Aim of the exercise
Everything from the line that contains "text shown in this photograph." to the end of the records below, both lines included, should be transcribed exactly and returned alone.

Entries shown

____________________

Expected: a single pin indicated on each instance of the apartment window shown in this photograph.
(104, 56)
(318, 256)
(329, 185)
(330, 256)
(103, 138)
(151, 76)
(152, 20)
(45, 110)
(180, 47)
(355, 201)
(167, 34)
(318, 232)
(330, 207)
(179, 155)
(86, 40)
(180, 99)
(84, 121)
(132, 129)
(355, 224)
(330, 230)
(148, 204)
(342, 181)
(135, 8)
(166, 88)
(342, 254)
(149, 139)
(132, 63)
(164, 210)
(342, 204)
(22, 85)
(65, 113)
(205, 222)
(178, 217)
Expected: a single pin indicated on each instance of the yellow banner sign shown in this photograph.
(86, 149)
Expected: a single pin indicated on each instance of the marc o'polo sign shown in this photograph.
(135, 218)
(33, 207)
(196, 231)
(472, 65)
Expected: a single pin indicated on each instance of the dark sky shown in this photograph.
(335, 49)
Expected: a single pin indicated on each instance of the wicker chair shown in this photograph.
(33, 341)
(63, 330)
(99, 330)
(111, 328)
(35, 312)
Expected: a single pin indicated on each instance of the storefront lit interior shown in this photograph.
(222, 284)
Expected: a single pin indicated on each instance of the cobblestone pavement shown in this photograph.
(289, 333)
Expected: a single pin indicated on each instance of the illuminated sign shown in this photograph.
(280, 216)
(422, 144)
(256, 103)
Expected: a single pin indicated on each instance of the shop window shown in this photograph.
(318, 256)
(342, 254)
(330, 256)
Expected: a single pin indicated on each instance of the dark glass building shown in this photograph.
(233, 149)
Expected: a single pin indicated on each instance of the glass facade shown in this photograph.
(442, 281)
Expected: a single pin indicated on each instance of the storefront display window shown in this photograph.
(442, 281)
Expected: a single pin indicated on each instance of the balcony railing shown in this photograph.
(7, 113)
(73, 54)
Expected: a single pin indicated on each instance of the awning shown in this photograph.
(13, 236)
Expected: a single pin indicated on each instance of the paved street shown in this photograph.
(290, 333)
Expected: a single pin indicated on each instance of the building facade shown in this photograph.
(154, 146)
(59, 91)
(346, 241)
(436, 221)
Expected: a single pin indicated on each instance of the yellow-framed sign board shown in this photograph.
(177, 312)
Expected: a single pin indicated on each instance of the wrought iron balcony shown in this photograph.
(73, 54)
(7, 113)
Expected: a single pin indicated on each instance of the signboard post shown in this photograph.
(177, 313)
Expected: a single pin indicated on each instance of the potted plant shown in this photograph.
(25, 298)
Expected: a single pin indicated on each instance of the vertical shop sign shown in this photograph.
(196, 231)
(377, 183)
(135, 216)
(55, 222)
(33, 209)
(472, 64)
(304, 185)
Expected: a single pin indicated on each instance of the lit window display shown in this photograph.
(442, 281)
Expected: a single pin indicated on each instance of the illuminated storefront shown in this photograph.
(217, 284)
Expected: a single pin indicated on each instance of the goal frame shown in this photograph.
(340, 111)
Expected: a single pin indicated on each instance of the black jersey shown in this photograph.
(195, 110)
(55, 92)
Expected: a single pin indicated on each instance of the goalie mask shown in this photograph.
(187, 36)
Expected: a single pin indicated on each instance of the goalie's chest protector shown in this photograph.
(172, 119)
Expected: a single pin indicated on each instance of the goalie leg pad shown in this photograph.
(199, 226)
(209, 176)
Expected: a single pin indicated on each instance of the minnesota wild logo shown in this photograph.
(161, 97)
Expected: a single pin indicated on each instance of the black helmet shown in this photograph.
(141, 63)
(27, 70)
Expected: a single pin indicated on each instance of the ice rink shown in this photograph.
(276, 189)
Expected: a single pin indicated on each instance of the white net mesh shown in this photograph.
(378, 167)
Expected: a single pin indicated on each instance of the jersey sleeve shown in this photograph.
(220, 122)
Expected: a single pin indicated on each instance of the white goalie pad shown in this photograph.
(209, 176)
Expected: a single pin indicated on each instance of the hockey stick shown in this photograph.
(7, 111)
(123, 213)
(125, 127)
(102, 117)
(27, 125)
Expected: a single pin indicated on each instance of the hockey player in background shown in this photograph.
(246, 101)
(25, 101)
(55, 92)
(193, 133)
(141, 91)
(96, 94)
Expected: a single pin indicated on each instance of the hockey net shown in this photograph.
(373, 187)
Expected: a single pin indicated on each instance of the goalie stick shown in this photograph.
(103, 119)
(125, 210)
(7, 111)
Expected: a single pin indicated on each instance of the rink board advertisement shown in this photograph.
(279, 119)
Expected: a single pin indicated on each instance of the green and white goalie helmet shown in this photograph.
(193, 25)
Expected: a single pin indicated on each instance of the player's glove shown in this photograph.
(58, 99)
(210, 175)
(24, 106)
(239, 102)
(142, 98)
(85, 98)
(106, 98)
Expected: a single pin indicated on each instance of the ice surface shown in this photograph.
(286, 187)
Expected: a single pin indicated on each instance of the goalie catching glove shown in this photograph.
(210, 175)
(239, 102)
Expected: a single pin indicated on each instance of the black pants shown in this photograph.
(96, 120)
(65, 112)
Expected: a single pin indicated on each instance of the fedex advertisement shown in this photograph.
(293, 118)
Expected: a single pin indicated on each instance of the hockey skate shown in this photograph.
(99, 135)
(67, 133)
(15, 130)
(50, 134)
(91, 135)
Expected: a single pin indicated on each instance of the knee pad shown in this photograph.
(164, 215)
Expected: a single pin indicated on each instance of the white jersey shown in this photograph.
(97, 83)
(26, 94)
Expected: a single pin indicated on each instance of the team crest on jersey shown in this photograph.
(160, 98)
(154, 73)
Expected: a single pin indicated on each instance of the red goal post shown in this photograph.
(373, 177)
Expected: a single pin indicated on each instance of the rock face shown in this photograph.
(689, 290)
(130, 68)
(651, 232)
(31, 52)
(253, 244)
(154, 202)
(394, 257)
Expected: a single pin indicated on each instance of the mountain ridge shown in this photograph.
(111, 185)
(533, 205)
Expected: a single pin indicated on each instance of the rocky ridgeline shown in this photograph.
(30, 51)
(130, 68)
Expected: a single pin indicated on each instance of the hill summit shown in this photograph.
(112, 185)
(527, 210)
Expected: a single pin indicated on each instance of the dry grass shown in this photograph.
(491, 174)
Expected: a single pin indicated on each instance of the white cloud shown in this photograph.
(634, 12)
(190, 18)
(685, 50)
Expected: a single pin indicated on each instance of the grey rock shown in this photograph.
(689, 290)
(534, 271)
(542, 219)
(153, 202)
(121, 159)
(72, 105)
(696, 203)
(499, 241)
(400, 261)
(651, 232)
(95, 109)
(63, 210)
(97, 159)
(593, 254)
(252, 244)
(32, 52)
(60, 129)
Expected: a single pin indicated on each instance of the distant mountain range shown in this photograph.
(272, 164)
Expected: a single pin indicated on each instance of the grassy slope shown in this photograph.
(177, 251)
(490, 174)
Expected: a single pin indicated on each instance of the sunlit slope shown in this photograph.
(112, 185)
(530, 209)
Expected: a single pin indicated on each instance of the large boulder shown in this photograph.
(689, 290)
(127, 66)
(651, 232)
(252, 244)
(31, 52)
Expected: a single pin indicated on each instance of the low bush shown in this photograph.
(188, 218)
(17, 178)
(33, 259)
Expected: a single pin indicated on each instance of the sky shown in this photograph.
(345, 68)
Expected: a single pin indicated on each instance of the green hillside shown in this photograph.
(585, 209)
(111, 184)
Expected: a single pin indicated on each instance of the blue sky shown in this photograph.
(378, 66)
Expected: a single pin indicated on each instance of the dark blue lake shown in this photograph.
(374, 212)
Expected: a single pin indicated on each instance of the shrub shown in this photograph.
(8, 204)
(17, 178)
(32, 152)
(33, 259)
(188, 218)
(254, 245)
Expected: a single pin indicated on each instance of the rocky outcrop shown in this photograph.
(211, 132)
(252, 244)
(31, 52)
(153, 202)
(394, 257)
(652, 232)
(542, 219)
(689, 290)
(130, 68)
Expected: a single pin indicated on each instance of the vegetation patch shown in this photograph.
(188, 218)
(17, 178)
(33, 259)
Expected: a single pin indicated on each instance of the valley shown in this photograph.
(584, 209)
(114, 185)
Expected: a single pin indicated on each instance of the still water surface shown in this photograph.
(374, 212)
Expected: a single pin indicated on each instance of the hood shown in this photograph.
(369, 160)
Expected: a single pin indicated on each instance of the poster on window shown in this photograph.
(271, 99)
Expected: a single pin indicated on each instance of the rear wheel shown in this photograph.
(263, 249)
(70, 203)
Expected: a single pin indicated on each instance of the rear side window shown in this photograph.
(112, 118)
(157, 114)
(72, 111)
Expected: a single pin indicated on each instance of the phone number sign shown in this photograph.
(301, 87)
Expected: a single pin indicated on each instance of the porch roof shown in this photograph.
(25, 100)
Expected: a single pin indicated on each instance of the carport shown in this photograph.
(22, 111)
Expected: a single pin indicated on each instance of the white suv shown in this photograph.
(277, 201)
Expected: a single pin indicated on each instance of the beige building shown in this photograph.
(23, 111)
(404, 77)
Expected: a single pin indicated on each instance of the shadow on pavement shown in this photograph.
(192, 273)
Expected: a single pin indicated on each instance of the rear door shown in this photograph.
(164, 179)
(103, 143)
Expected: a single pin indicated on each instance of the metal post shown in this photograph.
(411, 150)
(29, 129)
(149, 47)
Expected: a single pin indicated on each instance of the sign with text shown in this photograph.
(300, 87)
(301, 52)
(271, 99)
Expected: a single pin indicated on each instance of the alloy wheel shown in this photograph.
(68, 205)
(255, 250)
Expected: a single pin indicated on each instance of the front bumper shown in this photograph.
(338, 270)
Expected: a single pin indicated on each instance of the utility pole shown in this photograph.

____________________

Solution below
Expected: a single pin indicated on each instance of the sign with text shown in this photograph.
(300, 87)
(301, 52)
(271, 99)
Expected: a single pin indicated on each instance of the alloy wheel shown in this photograph.
(68, 205)
(255, 250)
Expected: a single pin indicated on each instance of the front bumper shown in this photograph.
(338, 270)
Expected: a single pin indicated on each instance of the utility pole shown in this photograph.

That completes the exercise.